Dataset entries:
__________
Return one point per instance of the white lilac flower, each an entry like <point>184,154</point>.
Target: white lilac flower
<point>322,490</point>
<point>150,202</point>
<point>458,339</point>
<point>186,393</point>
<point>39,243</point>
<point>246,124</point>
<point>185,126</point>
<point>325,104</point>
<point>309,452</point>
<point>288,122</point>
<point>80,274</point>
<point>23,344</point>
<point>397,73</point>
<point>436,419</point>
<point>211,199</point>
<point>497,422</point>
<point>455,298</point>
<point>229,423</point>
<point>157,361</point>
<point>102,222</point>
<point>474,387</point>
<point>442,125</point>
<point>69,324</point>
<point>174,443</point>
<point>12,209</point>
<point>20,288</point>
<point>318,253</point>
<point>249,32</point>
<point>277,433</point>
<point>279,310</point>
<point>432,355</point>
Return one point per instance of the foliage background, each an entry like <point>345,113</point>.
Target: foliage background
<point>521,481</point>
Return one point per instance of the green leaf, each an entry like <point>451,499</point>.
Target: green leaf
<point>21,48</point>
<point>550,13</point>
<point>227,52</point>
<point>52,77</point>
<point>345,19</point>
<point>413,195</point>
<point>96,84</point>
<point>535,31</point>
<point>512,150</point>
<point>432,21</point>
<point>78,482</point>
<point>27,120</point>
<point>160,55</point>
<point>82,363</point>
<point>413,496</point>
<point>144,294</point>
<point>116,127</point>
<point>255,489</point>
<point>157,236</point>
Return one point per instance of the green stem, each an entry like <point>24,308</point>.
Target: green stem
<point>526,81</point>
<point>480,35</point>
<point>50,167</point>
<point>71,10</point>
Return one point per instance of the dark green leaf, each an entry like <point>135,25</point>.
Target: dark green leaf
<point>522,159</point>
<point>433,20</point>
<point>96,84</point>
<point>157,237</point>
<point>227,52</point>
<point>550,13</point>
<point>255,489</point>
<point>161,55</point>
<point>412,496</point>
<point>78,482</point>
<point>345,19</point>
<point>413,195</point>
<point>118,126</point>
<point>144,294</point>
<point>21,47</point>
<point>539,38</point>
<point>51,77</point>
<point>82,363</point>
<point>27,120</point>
__________
■ Exercise aim
All lines carrying the word "each" must be copied from the data above.

■ Output of the task
Return one point per instance of the white lilac flower, each an entry like <point>184,154</point>.
Return one point per instance of the foliage background, each an entry like <point>345,113</point>.
Return one point per instance of the green leaf, each an entry like <point>451,499</point>.
Return one point per instance of the green stem, each an entry like <point>24,308</point>.
Return one point per instance of the dark green leaf, each an entry like <point>135,25</point>.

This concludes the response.